-- start --

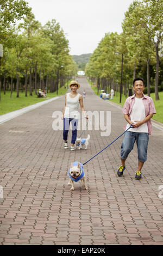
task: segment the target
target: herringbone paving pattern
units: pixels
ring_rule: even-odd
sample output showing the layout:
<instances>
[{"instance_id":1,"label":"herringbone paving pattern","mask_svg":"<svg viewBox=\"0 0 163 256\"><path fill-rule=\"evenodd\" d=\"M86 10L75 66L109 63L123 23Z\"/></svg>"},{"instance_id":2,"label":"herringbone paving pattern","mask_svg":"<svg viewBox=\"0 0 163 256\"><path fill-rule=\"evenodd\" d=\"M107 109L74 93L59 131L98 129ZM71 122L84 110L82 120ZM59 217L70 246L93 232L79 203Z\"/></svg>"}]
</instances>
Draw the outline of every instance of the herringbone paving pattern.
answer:
<instances>
[{"instance_id":1,"label":"herringbone paving pattern","mask_svg":"<svg viewBox=\"0 0 163 256\"><path fill-rule=\"evenodd\" d=\"M163 245L161 131L153 128L142 180L134 179L136 145L124 176L117 176L121 137L84 166L87 191L79 182L74 191L67 185L71 162L85 162L126 123L121 109L96 96L85 78L78 81L79 92L87 92L86 111L111 111L111 134L101 137L93 129L87 150L65 150L62 131L52 129L52 114L62 110L64 96L1 125L0 243Z\"/></svg>"}]
</instances>

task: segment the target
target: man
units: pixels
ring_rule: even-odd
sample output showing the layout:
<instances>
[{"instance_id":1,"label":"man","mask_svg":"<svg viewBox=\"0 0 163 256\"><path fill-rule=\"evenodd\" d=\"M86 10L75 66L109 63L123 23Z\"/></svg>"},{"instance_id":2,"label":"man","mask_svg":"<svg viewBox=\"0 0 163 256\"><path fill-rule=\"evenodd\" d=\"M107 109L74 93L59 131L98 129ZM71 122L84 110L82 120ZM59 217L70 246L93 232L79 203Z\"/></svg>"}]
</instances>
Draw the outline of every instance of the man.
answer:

-- end --

▸ Instructions to follow:
Can you copy out all of the rows above word for word, leaving the pictures out?

▸ Output for this exercise:
task: segment the target
target: herringbone paving pattern
units: pixels
ring_rule: even-odd
sample output showing the layout:
<instances>
[{"instance_id":1,"label":"herringbone paving pattern","mask_svg":"<svg viewBox=\"0 0 163 256\"><path fill-rule=\"evenodd\" d=\"M86 10L75 66L109 63L123 23Z\"/></svg>"},{"instance_id":2,"label":"herringbone paving pattern","mask_svg":"<svg viewBox=\"0 0 163 256\"><path fill-rule=\"evenodd\" d=\"M107 109L74 93L59 131L98 129ZM71 122L84 110L82 120ZM59 217L70 246L93 232L79 203Z\"/></svg>"}]
</instances>
Draw the outline of every instance of the herringbone paving pattern.
answer:
<instances>
[{"instance_id":1,"label":"herringbone paving pattern","mask_svg":"<svg viewBox=\"0 0 163 256\"><path fill-rule=\"evenodd\" d=\"M163 245L161 131L153 128L142 180L134 179L136 145L124 176L117 176L121 137L84 166L87 191L79 182L74 191L67 185L71 162L85 162L126 123L121 109L96 96L85 78L78 81L79 92L87 92L86 111L111 111L111 134L101 137L93 129L87 150L65 150L62 131L52 129L52 114L62 110L64 96L1 125L0 243Z\"/></svg>"}]
</instances>

task: segment the target
target: man
units: pixels
ring_rule: even-odd
sample output showing the layout:
<instances>
[{"instance_id":1,"label":"man","mask_svg":"<svg viewBox=\"0 0 163 256\"><path fill-rule=\"evenodd\" d=\"M86 10L75 66L109 63L123 23Z\"/></svg>"},{"instance_id":2,"label":"man","mask_svg":"<svg viewBox=\"0 0 163 256\"><path fill-rule=\"evenodd\" d=\"M107 109L74 93L59 131L98 129ZM71 122L84 110L82 120ZM59 217L70 246L93 232L79 203Z\"/></svg>"}]
</instances>
Draw the outline of every instance of the man.
answer:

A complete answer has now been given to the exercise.